Point placement records:
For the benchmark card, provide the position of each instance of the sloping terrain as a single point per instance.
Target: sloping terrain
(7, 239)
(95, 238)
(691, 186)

• _STATED GOAL_: Render all the rows above as a two-column CSV with the header text,answer. Give one line per row, with its text and its answer each in a single quoted field and any line breaks replaced by spaces.

• _TASK SOLUTION_:
text,answer
"For the benchmark card, provide the position of each instance of the sloping terrain as a single point per instance. Target: sloping terrain","(7, 239) (95, 238) (691, 186)"